## Ejercicio
Transcribe completa, sin cambiar una sola letra ni signo, la nota sobre el oficio de hilvanar palabras que aparece abajo.

## Texto dado
Literatura & Psicología

22.3.21

El oficio de hilvanar palabras

 (Nota escrita para El sol de Tampico por el Día mundial de la poesía).


Nunca se me dio bien el bordado, mi abuela y mi madre intentaron alguna vez mostrarme, sin demasiado éxito, cómo crear graciosos relieves con hilos rojos y amarillos sobre la manta cruda; ¡y menos tuve talento para el tejido!, entrelazar uno a uno los hilos hasta formar el afelpado abrigo de un cuerpo. Me hubiera gustado ser capaz de crear estas narraciones sensoriales, ser como las tejedoras y bordadoras que hacen de la tela una página para tensar la trama de una historia palpable, así, por ejemplo, las artesanas huastecas: cada color, cada forma en su lugar para explicar el mundo. En cambio, algo aprendí sobre hilvanar palabras. Así mesmo lo decía mi abuela, cuyas variopintas expresiones yo hallaría luego en mis juveniles lecturas del Quijote –en las comunidades marginales el idioma se resiste a abandonar sus viejos usos–. Si Cervantes recurrió al metalenguaje, mi abuela desde la oralidad también hizo que la lengua pensara en sí misma, de una manera, claro, mucho más inocente, más ordinaria, más cercana a los ruidos del monte.

## Bloque de datos
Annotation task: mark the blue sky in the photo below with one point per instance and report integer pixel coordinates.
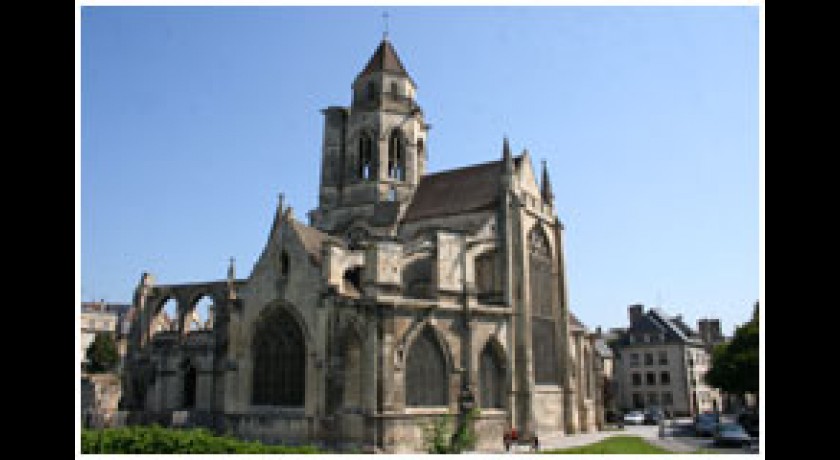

## Resultado del ejercicio
Literatura & Psicología

22.3.21

El oficio de hilvanar palabras

 (Nota escrita para El sol de Tampico por el Día mundial de la poesía).


Nunca se me dio bien el bordado, mi abuela y mi madre intentaron alguna vez mostrarme, sin demasiado éxito, cómo crear graciosos relieves con hilos rojos y amarillos sobre la manta cruda; ¡y menos tuve talento para el tejido!, entrelazar uno a uno los hilos hasta formar el afelpado abrigo de un cuerpo. Me hubiera gustado ser capaz de crear estas narraciones sensoriales, ser como las tejedoras y bordadoras que hacen de la tela una página para tensar la trama de una historia palpable, así, por ejemplo, las artesanas huastecas: cada color, cada forma en su lugar para explicar el mundo. En cambio, algo aprendí sobre hilvanar palabras. Así mesmo lo decía mi abuela, cuyas variopintas expresiones yo hallaría luego en mis juveniles lecturas del Quijote –en las comunidades marginales el idioma se resiste a abandonar sus viejos usos–. Si Cervantes recurrió al metalenguaje, mi abuela desde la oralidad también hizo que la lengua pensara en sí misma, de una manera, claro, mucho más inocente, más ordinaria, más cercana a los ruidos del monte.